-- EXERCISE BRIEF --
What do the entries below say? Restate them word for word.

(Collected data entries)
---
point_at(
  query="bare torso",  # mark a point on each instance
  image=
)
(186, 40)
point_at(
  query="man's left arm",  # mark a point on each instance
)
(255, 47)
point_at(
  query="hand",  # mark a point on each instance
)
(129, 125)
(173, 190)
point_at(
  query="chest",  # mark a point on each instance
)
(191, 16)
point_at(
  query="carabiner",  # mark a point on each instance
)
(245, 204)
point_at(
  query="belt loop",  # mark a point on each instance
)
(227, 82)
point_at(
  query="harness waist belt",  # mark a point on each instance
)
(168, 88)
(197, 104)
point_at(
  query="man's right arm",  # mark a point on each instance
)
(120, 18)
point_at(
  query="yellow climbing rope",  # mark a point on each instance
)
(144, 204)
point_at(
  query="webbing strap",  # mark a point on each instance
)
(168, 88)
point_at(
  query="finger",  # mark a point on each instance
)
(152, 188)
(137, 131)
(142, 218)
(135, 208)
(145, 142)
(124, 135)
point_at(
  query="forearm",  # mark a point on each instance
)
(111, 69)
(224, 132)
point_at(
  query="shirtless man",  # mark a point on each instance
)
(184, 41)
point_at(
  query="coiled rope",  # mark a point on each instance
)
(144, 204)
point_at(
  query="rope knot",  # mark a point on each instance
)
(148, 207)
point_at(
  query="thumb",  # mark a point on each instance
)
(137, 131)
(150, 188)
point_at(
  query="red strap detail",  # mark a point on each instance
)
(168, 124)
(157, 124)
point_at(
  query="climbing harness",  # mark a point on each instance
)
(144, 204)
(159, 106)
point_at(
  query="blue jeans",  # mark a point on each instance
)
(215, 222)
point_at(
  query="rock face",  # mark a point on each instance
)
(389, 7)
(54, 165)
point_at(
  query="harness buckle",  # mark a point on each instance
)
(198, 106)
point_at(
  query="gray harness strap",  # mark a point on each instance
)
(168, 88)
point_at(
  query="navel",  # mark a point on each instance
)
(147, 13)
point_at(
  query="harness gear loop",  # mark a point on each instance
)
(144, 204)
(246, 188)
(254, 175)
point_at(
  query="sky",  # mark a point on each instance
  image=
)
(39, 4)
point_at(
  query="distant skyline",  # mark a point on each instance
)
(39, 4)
---
-- RESULT --
point_at(
  query="bare torso",  # mark a point on each instance
  image=
)
(186, 40)
point_at(
  query="man's left arm",  # mark a point on each instance
)
(255, 47)
point_at(
  query="hand",  # mark a point on each instance
)
(129, 125)
(173, 190)
point_at(
  query="chest",  # mark a point on each instance
)
(191, 16)
point_at(
  query="carabiner",  # mark a point on each instance
)
(245, 204)
point_at(
  query="belt loop",  # mark a point on each instance
)
(227, 82)
point_at(
  query="harness waist belt",  # mark a point on each instance
)
(168, 88)
(197, 104)
point_at(
  query="man's right arm",  # mark a point on each instance
)
(120, 18)
point_at(
  query="yellow climbing rope",  # mark a point on each instance
)
(144, 204)
point_at(
  query="webbing strap",  # mark a point on each instance
)
(168, 88)
point_at(
  query="finger",  # mark a point on each instance
)
(152, 188)
(137, 131)
(142, 218)
(135, 208)
(145, 142)
(124, 135)
point_at(
  query="forearm",  # mark a point on each instance
)
(111, 69)
(224, 132)
point_at(
  query="shirtless man",  # mark a point on each instance
)
(184, 41)
point_at(
  query="coiled rope",  # mark a point on each instance
)
(144, 204)
point_at(
  query="rope knot",  # mark a point on each instance
)
(148, 207)
point_at(
  query="thumb",  # mark a point on each instance
)
(137, 131)
(150, 188)
point_at(
  query="red strap detail",  # mark a point on each instance
)
(168, 124)
(157, 124)
point_at(
  query="climbing harness",  # mark a point on each instance
)
(144, 204)
(159, 106)
point_at(
  query="blue jeans",  # mark a point on each instance
)
(215, 222)
point_at(
  query="rock face",  # mark a point on each instance
)
(389, 7)
(54, 165)
point_at(
  query="harness buckle",  # mark a point on each instance
)
(198, 106)
point_at(
  query="gray harness strap",  # mark a point on each instance
)
(168, 88)
point_at(
  query="navel",  # mark a point on each instance
)
(147, 13)
point_at(
  query="harness gear loop",  # mark a point on each instance
)
(144, 204)
(246, 188)
(254, 175)
point_at(
  query="sky",  # mark a point on each instance
  image=
)
(39, 4)
point_at(
  query="distant skyline",  # mark a point on each instance
)
(39, 4)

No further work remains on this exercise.